Your instructions: Set the images aside and retype the whole listing exactly.
[Opening Information supplied section]
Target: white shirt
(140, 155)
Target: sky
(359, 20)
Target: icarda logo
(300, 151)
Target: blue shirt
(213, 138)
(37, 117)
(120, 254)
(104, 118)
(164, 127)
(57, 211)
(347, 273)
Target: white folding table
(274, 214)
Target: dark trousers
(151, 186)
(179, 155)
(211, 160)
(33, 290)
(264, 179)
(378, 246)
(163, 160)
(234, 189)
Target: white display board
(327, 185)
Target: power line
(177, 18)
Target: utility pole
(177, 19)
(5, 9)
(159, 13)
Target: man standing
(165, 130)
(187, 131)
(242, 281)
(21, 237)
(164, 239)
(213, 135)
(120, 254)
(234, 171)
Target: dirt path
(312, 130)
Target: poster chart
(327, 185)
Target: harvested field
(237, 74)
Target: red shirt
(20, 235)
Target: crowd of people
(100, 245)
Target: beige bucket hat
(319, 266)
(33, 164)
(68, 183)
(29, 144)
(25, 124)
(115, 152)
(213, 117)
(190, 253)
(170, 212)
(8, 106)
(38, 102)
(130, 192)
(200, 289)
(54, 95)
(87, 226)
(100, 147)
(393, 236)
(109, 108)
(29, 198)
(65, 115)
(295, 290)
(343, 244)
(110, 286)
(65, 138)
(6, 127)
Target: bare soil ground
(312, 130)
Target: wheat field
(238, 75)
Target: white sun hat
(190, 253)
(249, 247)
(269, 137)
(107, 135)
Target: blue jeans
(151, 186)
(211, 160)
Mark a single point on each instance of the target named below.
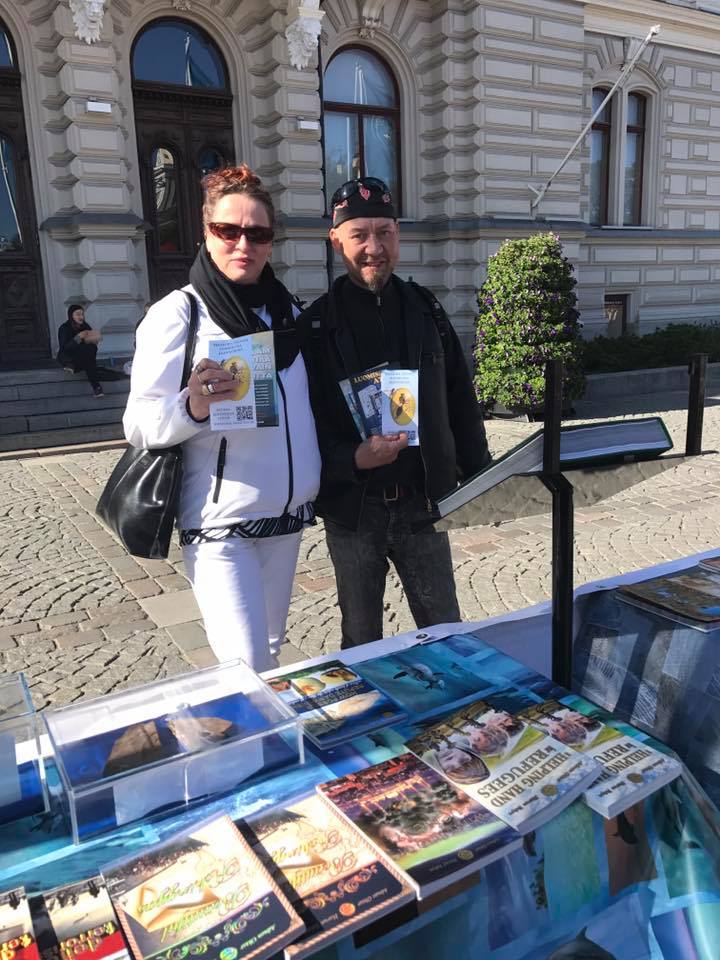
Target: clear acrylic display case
(23, 790)
(152, 749)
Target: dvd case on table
(171, 743)
(23, 789)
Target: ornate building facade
(461, 106)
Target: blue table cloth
(643, 886)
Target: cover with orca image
(17, 937)
(632, 769)
(515, 770)
(424, 679)
(251, 361)
(690, 596)
(77, 922)
(401, 404)
(334, 702)
(337, 882)
(201, 892)
(433, 832)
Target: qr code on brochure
(243, 413)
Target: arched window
(176, 52)
(362, 121)
(634, 156)
(600, 158)
(7, 58)
(618, 195)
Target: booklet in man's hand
(516, 771)
(632, 770)
(251, 361)
(401, 404)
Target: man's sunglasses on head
(231, 233)
(355, 186)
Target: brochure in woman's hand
(251, 361)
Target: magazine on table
(510, 767)
(251, 361)
(632, 770)
(694, 594)
(334, 702)
(432, 831)
(17, 937)
(424, 680)
(400, 404)
(201, 892)
(334, 878)
(77, 922)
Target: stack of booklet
(516, 771)
(691, 597)
(433, 832)
(17, 938)
(631, 769)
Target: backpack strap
(436, 309)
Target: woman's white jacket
(227, 475)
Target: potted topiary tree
(526, 316)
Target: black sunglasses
(354, 186)
(231, 233)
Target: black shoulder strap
(190, 342)
(437, 311)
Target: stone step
(61, 438)
(71, 387)
(113, 400)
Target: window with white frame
(619, 188)
(361, 106)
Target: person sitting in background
(78, 344)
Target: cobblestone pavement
(81, 618)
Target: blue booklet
(335, 703)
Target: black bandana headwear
(231, 304)
(364, 197)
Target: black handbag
(139, 502)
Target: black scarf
(231, 304)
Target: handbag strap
(191, 337)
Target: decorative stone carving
(370, 17)
(88, 17)
(302, 31)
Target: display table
(644, 885)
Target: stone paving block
(203, 657)
(144, 588)
(172, 583)
(17, 629)
(188, 636)
(171, 608)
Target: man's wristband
(189, 413)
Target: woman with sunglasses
(246, 494)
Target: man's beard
(374, 278)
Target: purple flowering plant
(526, 316)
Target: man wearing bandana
(373, 492)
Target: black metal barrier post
(696, 404)
(562, 530)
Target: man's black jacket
(453, 444)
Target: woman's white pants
(243, 588)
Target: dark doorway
(183, 121)
(23, 318)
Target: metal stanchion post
(696, 404)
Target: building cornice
(679, 26)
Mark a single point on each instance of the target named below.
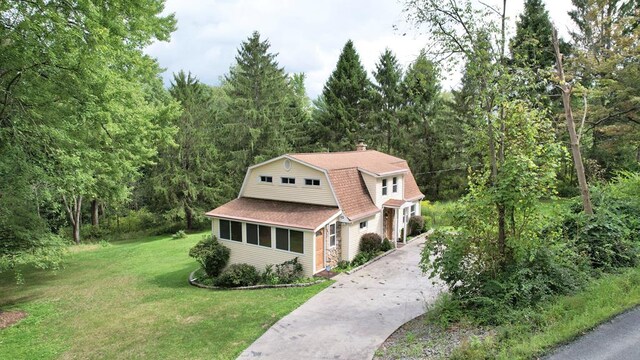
[Closing Information supplied section]
Answer to this problem:
Target: white shirt
(140, 155)
Target: sky
(359, 20)
Target: icarda logo
(300, 151)
Target: blue shirt
(213, 138)
(37, 117)
(120, 254)
(104, 118)
(164, 127)
(57, 211)
(347, 273)
Target: white folding table
(274, 214)
Target: dark trousers
(151, 186)
(179, 155)
(211, 160)
(33, 290)
(264, 179)
(378, 246)
(163, 160)
(234, 189)
Target: white display board
(327, 185)
Target: power line
(177, 18)
Target: utility pole
(177, 19)
(5, 9)
(159, 13)
Target: man standing
(165, 130)
(187, 131)
(242, 281)
(21, 237)
(164, 239)
(213, 135)
(120, 254)
(234, 171)
Target: dirt path
(312, 130)
Target: poster chart
(327, 185)
Target: harvested field
(237, 74)
Target: red shirt
(20, 235)
Target: crowd of people
(100, 245)
Target: beige bucket hat
(319, 266)
(33, 164)
(68, 183)
(29, 144)
(25, 124)
(115, 152)
(213, 117)
(190, 253)
(170, 212)
(8, 106)
(38, 102)
(130, 192)
(200, 289)
(54, 95)
(87, 226)
(100, 147)
(393, 236)
(109, 108)
(29, 198)
(65, 115)
(295, 290)
(343, 244)
(110, 286)
(65, 138)
(6, 127)
Target: bare soil ground
(312, 130)
Target: wheat field
(238, 75)
Target: white sun hat
(190, 253)
(249, 247)
(269, 137)
(107, 135)
Target: blue jeans
(151, 186)
(211, 160)
Mark a single point on each instance of the target named below.
Target: clear acrylic display case
(23, 790)
(152, 749)
Target: dvd case on table
(171, 743)
(23, 789)
Target: ornate building facade
(461, 106)
Target: blue table cloth
(643, 886)
Target: cover with orca image
(17, 937)
(632, 769)
(515, 770)
(424, 679)
(251, 361)
(690, 596)
(77, 922)
(401, 404)
(334, 702)
(337, 882)
(201, 892)
(433, 832)
Target: qr code on brochure
(243, 413)
Target: arched window
(176, 52)
(362, 121)
(634, 156)
(600, 158)
(7, 58)
(618, 195)
Target: booklet in man's hand
(516, 771)
(632, 770)
(251, 361)
(401, 404)
Target: man's sunglasses on head
(231, 233)
(355, 186)
Target: brochure in woman's hand
(251, 361)
Target: magazine on table
(510, 767)
(251, 361)
(632, 770)
(694, 594)
(334, 702)
(432, 831)
(17, 937)
(424, 680)
(400, 404)
(201, 892)
(334, 878)
(77, 922)
Target: stack of booklet
(516, 771)
(691, 597)
(433, 832)
(17, 938)
(631, 769)
Target: backpack strap
(436, 309)
Target: woman's white jacket
(227, 475)
Target: potted topiary tree
(526, 316)
Target: black sunglasses
(354, 186)
(231, 233)
Target: black shoulder strap
(190, 342)
(437, 311)
Target: stone step
(61, 438)
(71, 387)
(113, 400)
Target: window with white frame
(619, 188)
(361, 106)
Target: person sitting in background
(78, 344)
Target: cobblestone pavement
(81, 618)
Target: blue booklet
(335, 703)
Target: black bandana headwear
(231, 304)
(364, 197)
Target: black handbag
(139, 502)
Target: black scarf
(231, 304)
Target: handbag strap
(191, 337)
Target: decorative stone carving
(370, 17)
(88, 17)
(302, 31)
Target: display table
(644, 885)
Target: stone paving block
(203, 657)
(144, 588)
(172, 583)
(17, 629)
(188, 636)
(171, 608)
Target: man's wristband
(189, 413)
Target: woman with sunglasses
(246, 494)
Target: man's beard
(374, 278)
Target: purple flowering plant
(526, 316)
Target: man wearing bandana
(373, 492)
Target: black metal barrier post
(696, 404)
(562, 530)
Target: man's black jacket
(453, 444)
Target: woman's white pants
(243, 588)
Target: dark doorway
(183, 121)
(23, 318)
Target: metal stanchion post
(696, 404)
Target: building cornice
(679, 26)
Mark a single point on each instance of the target named below.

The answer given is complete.